What to produce |
Please print out every line of the material, unchanged.

####

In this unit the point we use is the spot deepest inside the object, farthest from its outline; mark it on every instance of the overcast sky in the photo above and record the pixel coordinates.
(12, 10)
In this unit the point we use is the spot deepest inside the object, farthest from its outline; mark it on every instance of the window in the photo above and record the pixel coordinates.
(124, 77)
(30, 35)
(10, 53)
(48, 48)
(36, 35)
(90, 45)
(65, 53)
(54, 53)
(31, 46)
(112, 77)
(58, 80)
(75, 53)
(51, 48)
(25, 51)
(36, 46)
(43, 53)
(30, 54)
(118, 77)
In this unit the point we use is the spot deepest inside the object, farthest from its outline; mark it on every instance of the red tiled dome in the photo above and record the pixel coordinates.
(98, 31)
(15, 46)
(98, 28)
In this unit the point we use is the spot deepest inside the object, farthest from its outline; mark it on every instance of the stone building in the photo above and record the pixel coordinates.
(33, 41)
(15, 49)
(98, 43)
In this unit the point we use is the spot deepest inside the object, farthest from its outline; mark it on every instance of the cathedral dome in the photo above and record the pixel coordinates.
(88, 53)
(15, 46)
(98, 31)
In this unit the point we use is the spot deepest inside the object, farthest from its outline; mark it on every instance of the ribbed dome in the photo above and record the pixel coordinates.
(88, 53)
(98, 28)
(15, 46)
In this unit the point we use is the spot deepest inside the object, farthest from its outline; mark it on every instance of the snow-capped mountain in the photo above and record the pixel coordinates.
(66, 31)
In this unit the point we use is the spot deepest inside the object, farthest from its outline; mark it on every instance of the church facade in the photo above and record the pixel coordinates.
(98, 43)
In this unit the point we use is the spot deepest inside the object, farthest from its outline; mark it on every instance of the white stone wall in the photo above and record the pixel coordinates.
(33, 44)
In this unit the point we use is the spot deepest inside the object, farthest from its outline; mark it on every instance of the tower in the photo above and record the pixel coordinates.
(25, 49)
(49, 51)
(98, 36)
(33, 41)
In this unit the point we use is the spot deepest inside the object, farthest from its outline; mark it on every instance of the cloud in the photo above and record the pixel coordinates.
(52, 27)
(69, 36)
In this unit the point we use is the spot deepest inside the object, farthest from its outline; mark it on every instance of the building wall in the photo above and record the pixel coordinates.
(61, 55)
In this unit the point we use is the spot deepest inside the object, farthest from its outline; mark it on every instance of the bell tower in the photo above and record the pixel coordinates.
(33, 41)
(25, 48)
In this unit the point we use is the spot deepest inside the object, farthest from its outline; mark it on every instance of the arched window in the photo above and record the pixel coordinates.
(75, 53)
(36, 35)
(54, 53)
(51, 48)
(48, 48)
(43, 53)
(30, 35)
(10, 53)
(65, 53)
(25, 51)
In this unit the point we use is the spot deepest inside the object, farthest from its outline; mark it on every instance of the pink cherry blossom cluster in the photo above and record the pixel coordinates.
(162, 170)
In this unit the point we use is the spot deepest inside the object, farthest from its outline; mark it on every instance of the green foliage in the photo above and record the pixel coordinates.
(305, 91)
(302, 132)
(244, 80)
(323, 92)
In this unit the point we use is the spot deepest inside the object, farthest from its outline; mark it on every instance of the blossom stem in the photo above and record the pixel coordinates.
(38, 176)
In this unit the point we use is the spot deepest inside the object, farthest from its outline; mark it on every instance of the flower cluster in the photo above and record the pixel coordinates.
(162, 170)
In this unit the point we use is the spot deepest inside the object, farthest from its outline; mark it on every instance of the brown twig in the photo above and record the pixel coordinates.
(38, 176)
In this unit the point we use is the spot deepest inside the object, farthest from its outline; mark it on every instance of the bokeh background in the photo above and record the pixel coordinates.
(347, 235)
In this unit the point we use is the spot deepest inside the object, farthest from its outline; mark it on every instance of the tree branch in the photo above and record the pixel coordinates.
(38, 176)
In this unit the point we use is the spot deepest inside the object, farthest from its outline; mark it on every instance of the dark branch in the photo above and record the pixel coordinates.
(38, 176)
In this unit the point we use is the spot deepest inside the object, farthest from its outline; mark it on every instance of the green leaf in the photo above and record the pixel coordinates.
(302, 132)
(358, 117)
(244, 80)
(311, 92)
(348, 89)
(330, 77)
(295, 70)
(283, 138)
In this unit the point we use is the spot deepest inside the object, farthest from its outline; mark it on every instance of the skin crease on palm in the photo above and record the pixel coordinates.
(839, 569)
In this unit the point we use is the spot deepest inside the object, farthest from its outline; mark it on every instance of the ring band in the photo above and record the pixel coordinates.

####

Written response |
In this unit the point we use is the spot deepest inside the object, farthest from its outline; mark it on every instance of the overcast sky in the photo above and record the pixel coordinates.
(12, 10)
In this unit the point we use is the spot deepest inside the object, farthest from its outline; mark it on every instance of the window in the photo above and record the pixel coordinates.
(124, 77)
(30, 35)
(10, 53)
(48, 48)
(36, 35)
(90, 45)
(65, 53)
(54, 53)
(31, 46)
(112, 77)
(58, 80)
(75, 53)
(51, 48)
(25, 51)
(36, 46)
(43, 53)
(30, 54)
(118, 77)
In this unit the point we use is the spot deepest inside the object, farthest from its outline; mark it on every instance of the red tiled dome in the photo above and record the pixel coordinates.
(98, 31)
(15, 46)
(98, 28)
In this unit the point we use is the spot deepest inside the object, farthest from its outline; mark it on every instance of the stone building in the photo above and record the pixel coordinates.
(33, 41)
(15, 49)
(98, 43)
In this unit the point we use is the spot deepest inside the object, farthest from its outline; mark it on every instance of the cathedral dome in the photo above and record the pixel coordinates.
(88, 53)
(15, 46)
(98, 31)
In this unit the point we use is the spot deepest inside the object, farthest from its outline; mark it on every instance of the ribbed dome in the photo above and record the pixel coordinates.
(88, 53)
(98, 28)
(15, 46)
In this unit the point we use is the spot deepest inside the object, farthest from its outline; mark it on every instance of the snow-capped mountain in the photo above and record the pixel coordinates.
(66, 31)
In this unit the point we use is the spot deepest inside the object, farthest from its outline; mark it on every instance of the church facade in the photo above and record the pixel coordinates.
(98, 43)
In this unit the point we use is the spot deepest inside the object, farthest from its outline; mark it on every instance of the white stone wall in the photo above and record the pixel coordinates.
(33, 44)
In this unit the point we use is the spot deepest inside the object, farthest from its outline; mark it on every instance of the tower in the photo above and record the pixel coordinates.
(25, 49)
(49, 51)
(98, 36)
(33, 41)
In this unit the point we use is the spot deepest inside the object, farthest from its outline; mark it on every instance of the cloud in the photo above and record the pixel coordinates.
(52, 27)
(69, 36)
In this unit the point we use is the spot deepest inside the object, farthest from its outline; mark it on every instance of the building wall in the photo above and record the pixel coordinates.
(61, 55)
In this unit the point we use is the spot deepest inside the object, farthest from its outline; mark it on every instance of the bell tower in the photo above and record the pixel coordinates.
(33, 41)
(25, 48)
In this unit the point we use is the spot deepest inside the object, farthest from its outline; mark it on every instance of the arched window in the photo above and record the pixel coordinates.
(75, 53)
(36, 35)
(54, 53)
(51, 48)
(48, 48)
(43, 53)
(30, 35)
(10, 53)
(65, 53)
(25, 51)
In this unit the point we use is the spot deepest inside the object, farthest from its outline; mark it on every instance of the pink cherry blossom cluster in the photo above and record the pixel coordinates.
(162, 170)
In this unit the point we use is the spot deepest inside the object, farthest from its outline; mark it on every instance of the green foliage in the photo above and record the pixel coordinates.
(305, 91)
(302, 132)
(244, 80)
(323, 92)
In this unit the point we use is the spot deepest inside the object, farthest from its outline; mark it on every instance of the blossom stem in the photo above and record the pixel coordinates.
(38, 176)
In this unit the point we use is the spot deepest inside the object, farthest from its outline; mark it on every instance of the flower cluster in the photo above and record the pixel coordinates.
(162, 170)
In this unit the point we use is the spot deepest inside the object, farthest from its outline; mark it on every instance of the brown twig in the photo above and record the pixel coordinates.
(38, 176)
In this unit the point we use is the spot deepest inside the object, farthest from its outline; mark it on every instance of the bokeh background in the photo above and record the pixel coordinates.
(347, 235)
In this unit the point we use is the spot deepest inside the object, farthest from its outline; mark it on every instance of the tree branch in the photo above and record the pixel coordinates.
(38, 176)
In this unit the point we use is the spot deepest inside the object, farthest from its outline; mark it on every instance of the dark branch in the photo above and record the pixel coordinates.
(38, 176)
In this unit the point we use is the spot deepest inside the object, farthest from its outline; mark it on every instance of the green leaf in the photo above and record the pixel coordinates.
(302, 132)
(358, 117)
(244, 80)
(311, 92)
(348, 89)
(330, 77)
(295, 70)
(283, 138)
In this unit the point we use is the spot deepest inside the object, farthest from its outline; mark it on every instance of the skin crease on palm in the photo above and record the pixel coordinates.
(839, 569)
In this unit the point we use is the spot deepest inside the object, farthest from its outline; mark it on every instance of the ring band in the photo above and record the pixel coordinates.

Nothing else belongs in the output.